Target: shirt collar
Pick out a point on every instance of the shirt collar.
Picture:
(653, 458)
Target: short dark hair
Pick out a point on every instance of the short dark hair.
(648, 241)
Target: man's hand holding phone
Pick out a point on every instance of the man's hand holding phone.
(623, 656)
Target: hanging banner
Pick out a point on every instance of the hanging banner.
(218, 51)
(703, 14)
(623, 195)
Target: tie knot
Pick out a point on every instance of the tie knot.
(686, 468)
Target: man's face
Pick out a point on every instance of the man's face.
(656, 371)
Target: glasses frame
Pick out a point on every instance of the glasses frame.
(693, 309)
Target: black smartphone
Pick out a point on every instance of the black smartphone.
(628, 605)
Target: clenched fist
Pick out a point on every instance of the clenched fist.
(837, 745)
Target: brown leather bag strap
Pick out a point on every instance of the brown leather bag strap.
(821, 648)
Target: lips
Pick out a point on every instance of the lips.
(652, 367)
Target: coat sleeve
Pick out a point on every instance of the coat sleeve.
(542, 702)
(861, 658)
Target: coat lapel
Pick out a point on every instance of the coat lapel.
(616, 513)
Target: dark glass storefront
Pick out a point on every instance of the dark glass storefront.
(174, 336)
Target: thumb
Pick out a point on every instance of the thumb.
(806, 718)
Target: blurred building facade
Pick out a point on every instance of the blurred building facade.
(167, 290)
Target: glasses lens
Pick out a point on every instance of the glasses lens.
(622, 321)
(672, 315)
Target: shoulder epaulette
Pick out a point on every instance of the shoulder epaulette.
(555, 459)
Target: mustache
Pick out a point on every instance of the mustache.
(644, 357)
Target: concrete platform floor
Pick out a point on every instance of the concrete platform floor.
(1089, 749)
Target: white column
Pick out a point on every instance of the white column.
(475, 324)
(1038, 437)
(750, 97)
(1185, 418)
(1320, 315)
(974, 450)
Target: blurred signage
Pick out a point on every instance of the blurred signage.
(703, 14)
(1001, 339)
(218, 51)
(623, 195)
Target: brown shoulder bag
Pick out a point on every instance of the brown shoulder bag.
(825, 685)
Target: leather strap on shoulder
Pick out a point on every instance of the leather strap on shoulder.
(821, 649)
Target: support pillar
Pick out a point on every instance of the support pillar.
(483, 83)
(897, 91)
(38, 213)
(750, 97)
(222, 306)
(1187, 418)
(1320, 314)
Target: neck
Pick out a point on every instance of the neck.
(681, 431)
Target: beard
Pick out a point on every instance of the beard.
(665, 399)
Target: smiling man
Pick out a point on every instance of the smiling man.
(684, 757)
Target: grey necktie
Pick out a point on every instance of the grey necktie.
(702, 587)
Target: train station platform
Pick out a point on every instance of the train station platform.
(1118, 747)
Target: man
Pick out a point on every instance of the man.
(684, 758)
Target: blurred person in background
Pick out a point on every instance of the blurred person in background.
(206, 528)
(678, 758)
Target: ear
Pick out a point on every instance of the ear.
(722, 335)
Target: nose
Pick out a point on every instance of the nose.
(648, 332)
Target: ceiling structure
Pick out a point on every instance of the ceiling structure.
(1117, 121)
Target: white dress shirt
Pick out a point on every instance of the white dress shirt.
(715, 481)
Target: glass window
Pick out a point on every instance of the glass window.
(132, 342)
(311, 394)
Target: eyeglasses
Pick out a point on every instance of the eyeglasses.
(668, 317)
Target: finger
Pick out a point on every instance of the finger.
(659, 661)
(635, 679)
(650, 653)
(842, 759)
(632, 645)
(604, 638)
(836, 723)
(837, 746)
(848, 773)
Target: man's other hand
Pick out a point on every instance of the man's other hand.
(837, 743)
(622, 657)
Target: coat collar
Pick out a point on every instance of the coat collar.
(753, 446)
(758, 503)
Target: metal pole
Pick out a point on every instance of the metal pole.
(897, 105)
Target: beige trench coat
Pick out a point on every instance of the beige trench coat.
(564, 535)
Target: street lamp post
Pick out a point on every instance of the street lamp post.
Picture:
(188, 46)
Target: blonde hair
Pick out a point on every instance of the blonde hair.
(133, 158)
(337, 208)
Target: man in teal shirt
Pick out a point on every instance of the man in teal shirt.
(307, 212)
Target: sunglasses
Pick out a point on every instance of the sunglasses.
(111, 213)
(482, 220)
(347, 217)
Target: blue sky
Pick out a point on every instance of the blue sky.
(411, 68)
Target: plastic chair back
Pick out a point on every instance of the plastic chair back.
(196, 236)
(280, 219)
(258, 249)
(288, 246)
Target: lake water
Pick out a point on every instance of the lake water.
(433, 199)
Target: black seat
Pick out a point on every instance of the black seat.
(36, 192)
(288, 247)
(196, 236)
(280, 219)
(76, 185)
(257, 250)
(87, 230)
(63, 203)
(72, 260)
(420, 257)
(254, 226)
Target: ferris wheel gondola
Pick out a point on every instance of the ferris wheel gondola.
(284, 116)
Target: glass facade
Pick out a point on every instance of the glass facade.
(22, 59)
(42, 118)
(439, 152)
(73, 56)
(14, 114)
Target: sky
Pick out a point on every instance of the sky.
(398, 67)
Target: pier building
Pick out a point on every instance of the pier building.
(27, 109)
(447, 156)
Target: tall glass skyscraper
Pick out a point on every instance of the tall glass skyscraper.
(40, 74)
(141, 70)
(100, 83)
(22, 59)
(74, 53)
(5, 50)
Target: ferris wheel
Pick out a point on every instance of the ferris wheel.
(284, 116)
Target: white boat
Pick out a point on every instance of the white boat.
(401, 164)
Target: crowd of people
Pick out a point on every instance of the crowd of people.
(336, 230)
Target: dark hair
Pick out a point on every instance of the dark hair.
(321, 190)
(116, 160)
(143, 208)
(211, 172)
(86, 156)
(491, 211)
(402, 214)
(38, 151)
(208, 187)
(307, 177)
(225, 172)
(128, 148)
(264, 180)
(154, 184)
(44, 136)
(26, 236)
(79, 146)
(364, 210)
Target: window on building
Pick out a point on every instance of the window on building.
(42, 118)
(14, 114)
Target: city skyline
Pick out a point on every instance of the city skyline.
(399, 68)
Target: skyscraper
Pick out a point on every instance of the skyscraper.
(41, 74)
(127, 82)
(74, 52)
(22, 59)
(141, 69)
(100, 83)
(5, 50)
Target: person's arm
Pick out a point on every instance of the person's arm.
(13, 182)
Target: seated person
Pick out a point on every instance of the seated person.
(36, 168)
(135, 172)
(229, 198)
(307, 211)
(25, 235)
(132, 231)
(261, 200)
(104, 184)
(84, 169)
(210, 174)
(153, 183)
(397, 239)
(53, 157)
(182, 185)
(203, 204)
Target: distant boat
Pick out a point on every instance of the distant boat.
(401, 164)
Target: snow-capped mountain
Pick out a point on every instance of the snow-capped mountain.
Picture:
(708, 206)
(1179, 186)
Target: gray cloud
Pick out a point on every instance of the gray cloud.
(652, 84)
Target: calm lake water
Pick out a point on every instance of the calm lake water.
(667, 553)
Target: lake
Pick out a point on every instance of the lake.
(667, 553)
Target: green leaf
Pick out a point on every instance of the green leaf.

———

**TASK DESCRIPTION:** Copy out every line of the data above, exactly as given.

**EXPECTED ANSWER:**
Target: shirt collar
Pick out a point on every instance of the shirt collar.
Picture:
(653, 458)
Target: short dark hair
Pick out a point on every instance of the short dark hair.
(648, 241)
Target: man's hand holding phone
Pick out a point on every instance of the man's hand holding phone.
(623, 656)
Target: hanging banner
Pick out a point on every instance of the hanging banner.
(218, 51)
(703, 14)
(623, 195)
Target: tie knot
Pick out a point on every instance of the tie knot.
(686, 468)
Target: man's face
Pick out a point on every instance of the man's face.
(656, 371)
Target: glasses frame
Pick out a point on every instance of the glasses frame.
(693, 309)
Target: black smartphone
Pick out a point on every instance of the black smartphone.
(628, 605)
Target: clenched fist
Pick out a point on every instance of the clenched fist.
(837, 745)
Target: brown leather bag strap
Pick out a point on every instance of the brown leather bag strap.
(821, 648)
Target: lips
Pick out a point on every instance of the lips.
(652, 367)
Target: coat sleeve
Pick out a point on every instance of the coat sleeve.
(542, 702)
(861, 658)
Target: coat lapel
Pick out a point on every instance of the coat lapel.
(616, 513)
Target: dark glass storefront
Pick out a point on every instance of the dark glass storefront.
(174, 336)
Target: thumb
Pick out a point on every instance of the thumb.
(806, 718)
Target: blurred building facade
Pick out a point on every instance of the blurred building facade.
(167, 290)
Target: glasses lens
Pick out a point on every instance of the glasses lens.
(622, 321)
(672, 315)
Target: shoulder epaulette
Pick out a point on every instance of the shoulder epaulette.
(555, 459)
Target: mustache
Pick out a point on every instance of the mustache.
(644, 357)
Target: concrete platform floor
Pick out a point on every instance of the concrete platform floor.
(1089, 749)
Target: white column
Pick out a point on every instance of the white column.
(475, 324)
(1038, 437)
(750, 97)
(1185, 418)
(1320, 315)
(974, 450)
Target: blurred signage
Pick out a point on every instance of the blurred signage.
(703, 14)
(1001, 339)
(218, 51)
(623, 195)
Target: brown shoulder bag
Pick out a point on every instance of the brown shoulder bag.
(825, 685)
Target: leather strap on shoulder
Pick out a point on every instance of the leather strap on shoulder.
(821, 649)
Target: support pillar
Pick out a point on every instance of the support pillar.
(483, 83)
(897, 91)
(38, 213)
(750, 97)
(222, 306)
(1187, 418)
(1320, 314)
Target: neck
Pick out a point on every instance of the neck.
(681, 431)
Target: beard
Pick out a point on every instance of the beard.
(665, 399)
Target: smiling man
Pick out a point on every instance of the smiling man.
(684, 757)
Target: grey necktie
Pick out a point on every instance of the grey necktie.
(702, 587)
Target: train station platform
Pick out a point on every instance of the train station platform.
(1118, 747)
Target: man
Pick out a point on every instance of the man.
(684, 758)
Target: blurred person in background
Pick out a point on every instance of the blurred person in background.
(206, 528)
(678, 758)
Target: ear
Pick out a point on every instance of the ear.
(722, 335)
Target: nose
Pick out a point on every instance of the nose.
(648, 332)
Target: ceiling structure
Pick out a point on every instance of the ceiling structure.
(1117, 121)
Target: white dress shirt
Pick out a point on every instance of the white dress shirt.
(715, 481)
Target: glass window
Pick out a point on every instance of the glass window.
(132, 342)
(311, 394)
Target: eyeglasses
Pick out a point on every instance of the eyeglasses.
(668, 317)
Target: finger
Pick out a point on every instance of the finger.
(659, 661)
(635, 679)
(650, 653)
(842, 759)
(632, 645)
(604, 638)
(836, 723)
(837, 746)
(848, 773)
Target: man's other hand
Pick out a point on every instance of the man's other hand.
(837, 743)
(622, 657)
Target: coat collar
Pick out a point on every instance of the coat collar.
(753, 446)
(758, 503)
Target: metal pole
Pick out a point on every instance of the metal pole.
(897, 105)
Target: beige trench coat
Pick out a point on every instance of the beige trench coat.
(564, 535)
Target: street lamp post
Pick out a point on every instance of the street lamp post.
Picture:
(188, 46)
Target: blonde hair
Pick out a point on every instance of the blonde hair.
(133, 158)
(337, 208)
Target: man in teal shirt
Pick out a point on every instance of the man in teal shirt.
(307, 212)
Target: sunglasses
Pick out a point on every instance of the sunglasses.
(111, 213)
(482, 220)
(347, 217)
Target: blue sky
Pick out a point on every instance of the blue sky.
(411, 68)
Target: plastic chair back
Pick out a point on every instance of the plastic chair back.
(196, 236)
(280, 219)
(258, 249)
(288, 246)
Target: lake water
Pick out a point on every instance of the lake water.
(433, 199)
Target: black seat
Pick out a point on every instance of the black seat.
(36, 192)
(288, 247)
(196, 236)
(280, 219)
(76, 185)
(257, 250)
(87, 230)
(63, 203)
(72, 260)
(420, 257)
(254, 226)
Target: ferris wheel gondola
Pick out a point on every instance of the ferris wheel gondola.
(284, 116)
Target: glass facade
Pick out a point on every instance of the glass facade.
(22, 59)
(42, 118)
(439, 152)
(73, 56)
(14, 114)
Target: sky
Pick out a point on every instance of the sky.
(398, 67)
Target: pier building
Pick out a point on every instance of the pier building.
(27, 109)
(447, 156)
Target: tall glass skyscraper
Pick out a point on every instance of the tall glass skyscraper.
(40, 74)
(141, 70)
(100, 83)
(22, 59)
(74, 53)
(5, 50)
Target: ferris wheel
Pick out a point on every instance of the ferris wheel.
(284, 116)
Target: white boat
Pick out a point on every instance of the white boat.
(401, 164)
Target: crowd of people
Pick out a point on every instance of the crowd of people.
(336, 230)
Target: dark hair
Pick out a point on every instance of the dark hair.
(321, 190)
(116, 160)
(143, 208)
(211, 172)
(86, 156)
(491, 211)
(402, 214)
(38, 151)
(208, 187)
(307, 177)
(225, 172)
(128, 148)
(264, 180)
(154, 184)
(44, 136)
(26, 236)
(79, 146)
(364, 210)
Target: window on building
Pick out a point on every instance of the window on building.
(42, 118)
(14, 114)
Target: city skyline
Pick out a point on every instance of the city skyline.
(399, 68)
Target: skyscraper
Pick out a point on every instance of the skyscraper.
(41, 74)
(127, 82)
(74, 52)
(22, 59)
(141, 69)
(100, 83)
(5, 50)
Target: person's arm
Pick out a point on every instance of the person's arm.
(13, 182)
Target: seated person
Pick out a point on every instance of the seated person.
(36, 168)
(135, 172)
(229, 198)
(307, 211)
(25, 235)
(132, 231)
(261, 200)
(104, 184)
(84, 169)
(210, 174)
(153, 183)
(397, 239)
(53, 157)
(182, 185)
(203, 204)
Target: distant boat
Pick out a point on every instance of the distant boat.
(401, 164)
Target: snow-capped mountain
Pick out a point on every instance of the snow-capped mountain.
Picture:
(708, 206)
(1179, 186)
Target: gray cloud
Pick out a point on every instance of the gray cloud.
(652, 84)
Target: calm lake water
Pick out a point on every instance of the calm lake water.
(667, 553)
Target: lake
Pick out a point on every instance of the lake.
(667, 553)
Target: green leaf
Pick out a point on every instance of the green leaf.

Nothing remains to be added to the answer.